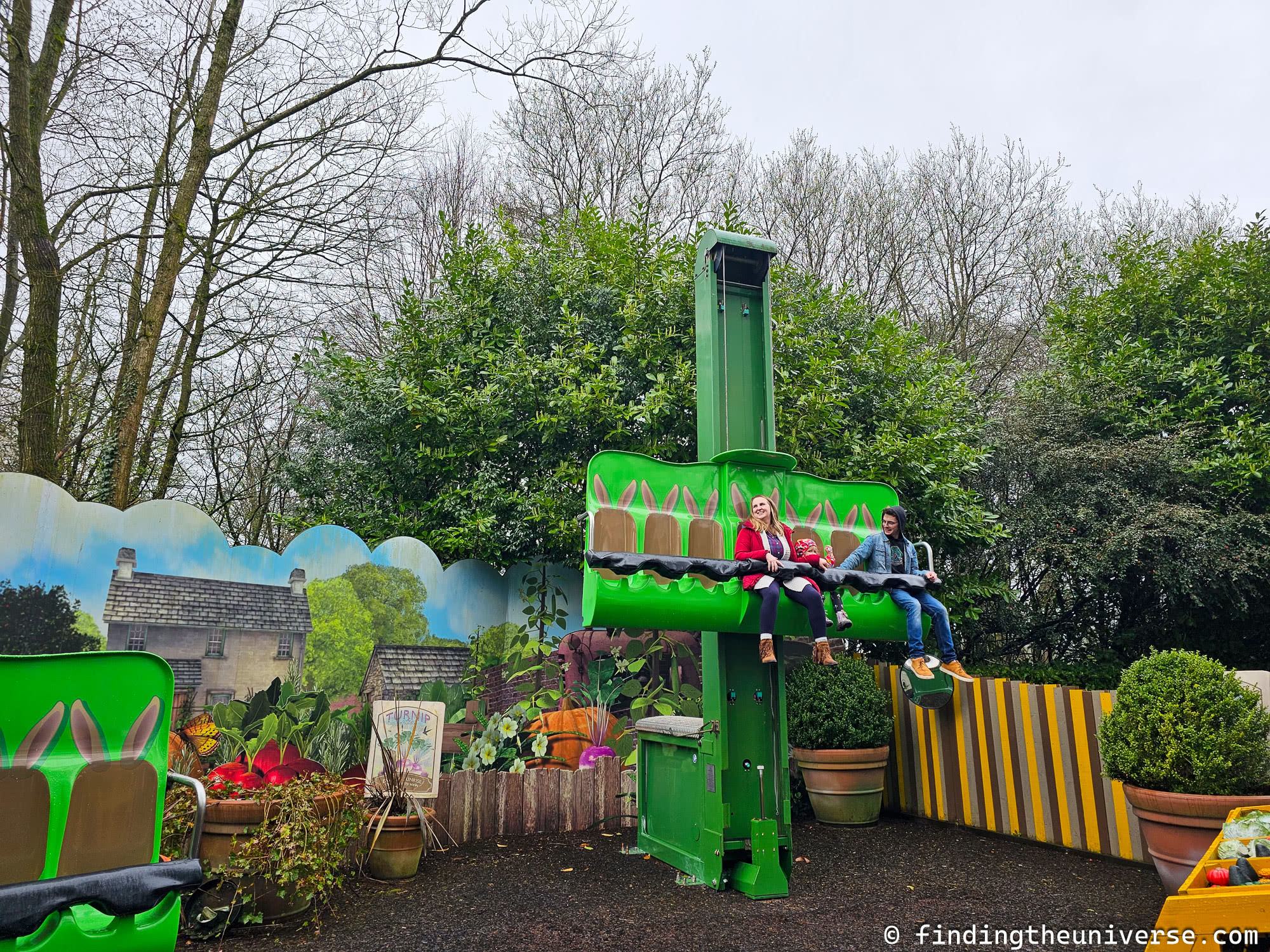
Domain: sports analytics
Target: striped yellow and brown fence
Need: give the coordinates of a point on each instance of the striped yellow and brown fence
(473, 805)
(1014, 758)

----------

WORK TO BE COMPLETED = Reproduce all of the lines above, including their requests, and add 50 to every coordinate in the answers. Omit the pictures from your output.

SOLUTION FOR THIS PROBLEM =
Domain: sports analytics
Target: striped yellow and brown fence
Need: give the coordinates of a point on each instance of the striped yellow and brown fence
(523, 855)
(1064, 808)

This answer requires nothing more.